- Work request: Convert the data into a JSON list of strings, one string per line, omitting blank lines. Begin at the first line of the data and stop after the line that contains "negative clicks: (476, 383)".

- Record excerpts:
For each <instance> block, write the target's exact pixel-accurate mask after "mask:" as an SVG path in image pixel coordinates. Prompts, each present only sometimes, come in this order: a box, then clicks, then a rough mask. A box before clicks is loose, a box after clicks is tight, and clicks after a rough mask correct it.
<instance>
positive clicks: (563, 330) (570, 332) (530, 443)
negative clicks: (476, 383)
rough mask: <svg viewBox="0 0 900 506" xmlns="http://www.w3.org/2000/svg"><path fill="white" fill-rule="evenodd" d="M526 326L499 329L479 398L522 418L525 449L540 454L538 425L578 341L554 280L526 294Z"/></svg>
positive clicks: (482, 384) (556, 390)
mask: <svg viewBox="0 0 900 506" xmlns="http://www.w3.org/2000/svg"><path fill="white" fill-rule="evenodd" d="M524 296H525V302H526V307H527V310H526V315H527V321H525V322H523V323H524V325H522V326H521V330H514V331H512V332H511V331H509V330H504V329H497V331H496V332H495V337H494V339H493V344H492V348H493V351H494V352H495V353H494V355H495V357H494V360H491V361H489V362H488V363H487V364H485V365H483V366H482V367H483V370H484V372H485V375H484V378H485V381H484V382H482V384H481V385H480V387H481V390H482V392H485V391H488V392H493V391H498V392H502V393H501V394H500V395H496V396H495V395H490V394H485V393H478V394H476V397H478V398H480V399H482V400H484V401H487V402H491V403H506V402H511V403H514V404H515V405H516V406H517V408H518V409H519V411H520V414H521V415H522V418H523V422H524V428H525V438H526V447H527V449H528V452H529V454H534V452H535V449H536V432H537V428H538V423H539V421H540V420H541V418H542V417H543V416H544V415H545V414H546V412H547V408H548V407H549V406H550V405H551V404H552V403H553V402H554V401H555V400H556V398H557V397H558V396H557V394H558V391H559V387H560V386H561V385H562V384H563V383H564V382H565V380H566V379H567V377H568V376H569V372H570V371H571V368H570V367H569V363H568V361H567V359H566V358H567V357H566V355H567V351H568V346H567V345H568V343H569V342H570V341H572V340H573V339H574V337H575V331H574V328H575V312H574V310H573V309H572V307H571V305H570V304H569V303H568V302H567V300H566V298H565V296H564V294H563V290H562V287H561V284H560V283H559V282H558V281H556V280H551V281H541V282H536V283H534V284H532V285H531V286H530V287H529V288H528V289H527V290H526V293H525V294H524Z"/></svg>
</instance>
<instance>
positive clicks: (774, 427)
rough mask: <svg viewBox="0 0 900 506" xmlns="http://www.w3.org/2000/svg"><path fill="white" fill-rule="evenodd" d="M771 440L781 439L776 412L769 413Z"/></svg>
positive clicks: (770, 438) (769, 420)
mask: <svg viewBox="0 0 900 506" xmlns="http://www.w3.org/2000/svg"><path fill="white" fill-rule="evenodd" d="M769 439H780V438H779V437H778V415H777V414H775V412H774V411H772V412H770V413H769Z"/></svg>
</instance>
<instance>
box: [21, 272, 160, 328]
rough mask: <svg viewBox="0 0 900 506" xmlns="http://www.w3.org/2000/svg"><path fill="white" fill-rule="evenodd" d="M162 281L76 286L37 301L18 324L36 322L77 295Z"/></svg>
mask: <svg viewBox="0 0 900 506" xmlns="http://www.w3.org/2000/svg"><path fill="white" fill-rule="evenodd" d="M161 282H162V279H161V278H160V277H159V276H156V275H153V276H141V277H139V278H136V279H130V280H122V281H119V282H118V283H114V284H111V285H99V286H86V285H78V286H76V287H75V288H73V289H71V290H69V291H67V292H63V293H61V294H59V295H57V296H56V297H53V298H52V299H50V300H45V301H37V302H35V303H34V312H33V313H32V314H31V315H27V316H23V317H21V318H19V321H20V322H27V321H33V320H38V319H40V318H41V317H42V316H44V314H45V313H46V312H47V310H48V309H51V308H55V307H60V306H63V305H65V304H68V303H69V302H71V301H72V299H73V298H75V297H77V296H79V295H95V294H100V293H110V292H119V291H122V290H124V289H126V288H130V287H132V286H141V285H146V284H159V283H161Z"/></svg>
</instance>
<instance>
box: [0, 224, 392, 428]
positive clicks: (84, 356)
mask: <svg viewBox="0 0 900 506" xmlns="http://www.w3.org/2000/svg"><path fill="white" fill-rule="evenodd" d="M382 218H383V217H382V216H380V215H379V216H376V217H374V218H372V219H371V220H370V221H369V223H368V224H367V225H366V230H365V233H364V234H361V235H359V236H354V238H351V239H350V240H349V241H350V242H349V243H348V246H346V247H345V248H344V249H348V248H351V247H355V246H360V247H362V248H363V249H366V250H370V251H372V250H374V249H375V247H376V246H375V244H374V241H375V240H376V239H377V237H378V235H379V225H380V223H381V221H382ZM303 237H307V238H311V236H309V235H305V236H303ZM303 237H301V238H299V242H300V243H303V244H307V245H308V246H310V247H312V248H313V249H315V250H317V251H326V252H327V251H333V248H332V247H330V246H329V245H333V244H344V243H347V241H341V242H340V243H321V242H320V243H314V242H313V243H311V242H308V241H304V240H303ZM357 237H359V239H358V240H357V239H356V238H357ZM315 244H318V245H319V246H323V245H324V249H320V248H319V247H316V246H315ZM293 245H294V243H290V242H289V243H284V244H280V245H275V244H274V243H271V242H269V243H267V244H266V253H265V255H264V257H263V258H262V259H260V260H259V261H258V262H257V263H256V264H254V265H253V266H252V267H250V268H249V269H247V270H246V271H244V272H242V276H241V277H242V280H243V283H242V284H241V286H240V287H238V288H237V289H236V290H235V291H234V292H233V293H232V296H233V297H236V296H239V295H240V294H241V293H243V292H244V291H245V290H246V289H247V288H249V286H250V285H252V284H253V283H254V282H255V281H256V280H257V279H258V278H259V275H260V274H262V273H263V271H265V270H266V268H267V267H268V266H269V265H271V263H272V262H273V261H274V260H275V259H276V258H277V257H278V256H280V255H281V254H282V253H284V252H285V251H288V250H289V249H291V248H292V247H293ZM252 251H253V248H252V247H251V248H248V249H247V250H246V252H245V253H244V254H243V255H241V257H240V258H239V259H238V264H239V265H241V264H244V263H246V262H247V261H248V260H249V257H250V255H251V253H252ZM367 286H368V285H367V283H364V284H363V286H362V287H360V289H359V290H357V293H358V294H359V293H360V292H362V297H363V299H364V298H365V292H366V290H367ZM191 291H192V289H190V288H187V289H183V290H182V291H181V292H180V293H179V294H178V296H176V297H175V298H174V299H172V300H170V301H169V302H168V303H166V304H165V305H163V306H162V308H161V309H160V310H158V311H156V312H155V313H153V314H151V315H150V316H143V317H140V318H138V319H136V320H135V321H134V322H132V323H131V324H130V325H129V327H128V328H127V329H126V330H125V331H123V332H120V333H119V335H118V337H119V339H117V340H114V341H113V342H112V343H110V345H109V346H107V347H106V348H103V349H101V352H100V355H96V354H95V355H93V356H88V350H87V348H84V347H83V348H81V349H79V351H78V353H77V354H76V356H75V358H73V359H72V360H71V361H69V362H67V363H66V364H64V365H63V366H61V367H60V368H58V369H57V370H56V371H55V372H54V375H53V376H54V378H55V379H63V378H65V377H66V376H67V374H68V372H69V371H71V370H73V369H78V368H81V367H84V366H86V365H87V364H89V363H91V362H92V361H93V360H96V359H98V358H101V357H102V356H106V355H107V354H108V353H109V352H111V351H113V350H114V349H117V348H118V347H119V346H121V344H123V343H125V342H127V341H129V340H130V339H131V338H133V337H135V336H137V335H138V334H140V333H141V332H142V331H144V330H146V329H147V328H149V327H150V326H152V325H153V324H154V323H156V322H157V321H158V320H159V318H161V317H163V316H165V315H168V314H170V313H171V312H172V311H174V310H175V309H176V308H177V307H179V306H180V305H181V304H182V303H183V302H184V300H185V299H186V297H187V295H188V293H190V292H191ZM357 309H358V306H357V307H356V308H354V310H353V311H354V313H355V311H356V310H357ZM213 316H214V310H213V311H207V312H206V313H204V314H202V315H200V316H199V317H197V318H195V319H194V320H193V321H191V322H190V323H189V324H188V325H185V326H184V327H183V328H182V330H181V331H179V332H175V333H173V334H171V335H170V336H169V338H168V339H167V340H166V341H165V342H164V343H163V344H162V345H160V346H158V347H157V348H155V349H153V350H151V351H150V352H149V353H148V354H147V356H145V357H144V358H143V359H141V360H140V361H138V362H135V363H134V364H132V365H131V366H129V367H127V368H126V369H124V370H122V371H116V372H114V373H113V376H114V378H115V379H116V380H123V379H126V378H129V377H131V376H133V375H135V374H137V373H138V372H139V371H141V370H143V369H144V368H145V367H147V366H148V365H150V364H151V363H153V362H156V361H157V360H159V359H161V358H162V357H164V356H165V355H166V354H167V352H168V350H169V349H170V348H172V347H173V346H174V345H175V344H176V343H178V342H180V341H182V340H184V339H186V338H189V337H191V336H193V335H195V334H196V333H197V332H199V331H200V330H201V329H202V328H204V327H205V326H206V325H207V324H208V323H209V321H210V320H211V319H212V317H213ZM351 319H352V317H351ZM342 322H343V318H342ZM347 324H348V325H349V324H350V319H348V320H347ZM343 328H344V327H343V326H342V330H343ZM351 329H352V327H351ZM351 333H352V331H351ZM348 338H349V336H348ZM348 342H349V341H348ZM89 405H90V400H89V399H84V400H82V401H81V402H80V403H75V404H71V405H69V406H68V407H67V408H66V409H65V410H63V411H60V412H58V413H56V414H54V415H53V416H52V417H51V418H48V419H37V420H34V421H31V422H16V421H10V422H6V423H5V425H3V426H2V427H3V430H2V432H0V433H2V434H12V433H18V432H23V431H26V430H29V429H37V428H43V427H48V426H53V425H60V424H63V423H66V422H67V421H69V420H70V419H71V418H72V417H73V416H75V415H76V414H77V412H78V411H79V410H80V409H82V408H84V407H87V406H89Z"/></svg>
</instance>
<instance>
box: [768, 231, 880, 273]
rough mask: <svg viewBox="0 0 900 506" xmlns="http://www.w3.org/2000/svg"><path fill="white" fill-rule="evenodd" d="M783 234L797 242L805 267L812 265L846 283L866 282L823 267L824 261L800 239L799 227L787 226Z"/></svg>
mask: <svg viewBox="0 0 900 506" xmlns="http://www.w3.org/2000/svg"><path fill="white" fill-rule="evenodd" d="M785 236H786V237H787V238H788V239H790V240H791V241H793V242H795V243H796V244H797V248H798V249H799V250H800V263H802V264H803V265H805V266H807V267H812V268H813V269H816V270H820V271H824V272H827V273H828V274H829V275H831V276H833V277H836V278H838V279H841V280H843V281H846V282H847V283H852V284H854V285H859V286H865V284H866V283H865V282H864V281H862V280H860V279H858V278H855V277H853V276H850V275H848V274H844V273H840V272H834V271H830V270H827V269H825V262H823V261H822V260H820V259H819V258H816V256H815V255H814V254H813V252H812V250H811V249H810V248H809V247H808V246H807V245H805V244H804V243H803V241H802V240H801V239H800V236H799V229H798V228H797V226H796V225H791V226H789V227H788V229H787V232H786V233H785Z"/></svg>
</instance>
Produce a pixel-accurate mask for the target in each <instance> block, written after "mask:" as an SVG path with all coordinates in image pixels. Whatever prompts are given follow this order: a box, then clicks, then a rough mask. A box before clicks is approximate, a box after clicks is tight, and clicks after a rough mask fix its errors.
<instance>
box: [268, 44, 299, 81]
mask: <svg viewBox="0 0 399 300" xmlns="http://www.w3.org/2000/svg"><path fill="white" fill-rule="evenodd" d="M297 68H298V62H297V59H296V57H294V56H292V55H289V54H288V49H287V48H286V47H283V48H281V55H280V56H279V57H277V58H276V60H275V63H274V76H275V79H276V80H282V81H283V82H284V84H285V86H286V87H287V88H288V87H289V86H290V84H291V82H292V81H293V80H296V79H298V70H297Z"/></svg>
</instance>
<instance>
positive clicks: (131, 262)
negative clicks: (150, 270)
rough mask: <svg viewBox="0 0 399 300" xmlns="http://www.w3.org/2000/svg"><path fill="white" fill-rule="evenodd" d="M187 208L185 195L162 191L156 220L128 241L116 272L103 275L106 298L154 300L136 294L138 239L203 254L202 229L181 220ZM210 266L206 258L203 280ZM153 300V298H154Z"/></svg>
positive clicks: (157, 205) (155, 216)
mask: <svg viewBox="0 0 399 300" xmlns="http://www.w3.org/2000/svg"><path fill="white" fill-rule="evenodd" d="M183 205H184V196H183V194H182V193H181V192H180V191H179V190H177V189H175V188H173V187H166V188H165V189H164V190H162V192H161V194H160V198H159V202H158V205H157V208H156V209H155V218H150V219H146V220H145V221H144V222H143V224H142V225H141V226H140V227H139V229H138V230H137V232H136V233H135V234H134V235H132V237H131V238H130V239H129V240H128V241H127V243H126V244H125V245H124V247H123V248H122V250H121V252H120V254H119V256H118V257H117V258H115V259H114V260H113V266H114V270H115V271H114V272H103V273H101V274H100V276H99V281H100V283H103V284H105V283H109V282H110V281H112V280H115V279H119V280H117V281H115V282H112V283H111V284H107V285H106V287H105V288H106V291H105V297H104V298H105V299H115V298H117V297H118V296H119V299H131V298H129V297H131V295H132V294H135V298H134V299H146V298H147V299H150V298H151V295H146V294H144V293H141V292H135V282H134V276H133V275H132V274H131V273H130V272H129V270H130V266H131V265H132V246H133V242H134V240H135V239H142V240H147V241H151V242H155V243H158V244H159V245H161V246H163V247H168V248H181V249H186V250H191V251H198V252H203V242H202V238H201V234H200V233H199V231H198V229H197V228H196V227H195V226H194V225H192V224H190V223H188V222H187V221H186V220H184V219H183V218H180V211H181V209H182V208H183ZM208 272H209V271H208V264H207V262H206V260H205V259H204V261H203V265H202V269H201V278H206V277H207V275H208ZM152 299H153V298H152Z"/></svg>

- Response below:
[
  "For each <instance> block, write the target's exact pixel-accurate mask after \"mask:\" as an SVG path in image pixel coordinates. Prompts, each present only sometimes, come in this order: a box, then clicks, then a rough mask. A box before clicks is loose, a box after clicks is tight, and clicks after a rough mask correct it.",
  "<instance>",
  "positive clicks: (563, 330) (570, 332) (530, 443)",
  "negative clicks: (476, 383)"
]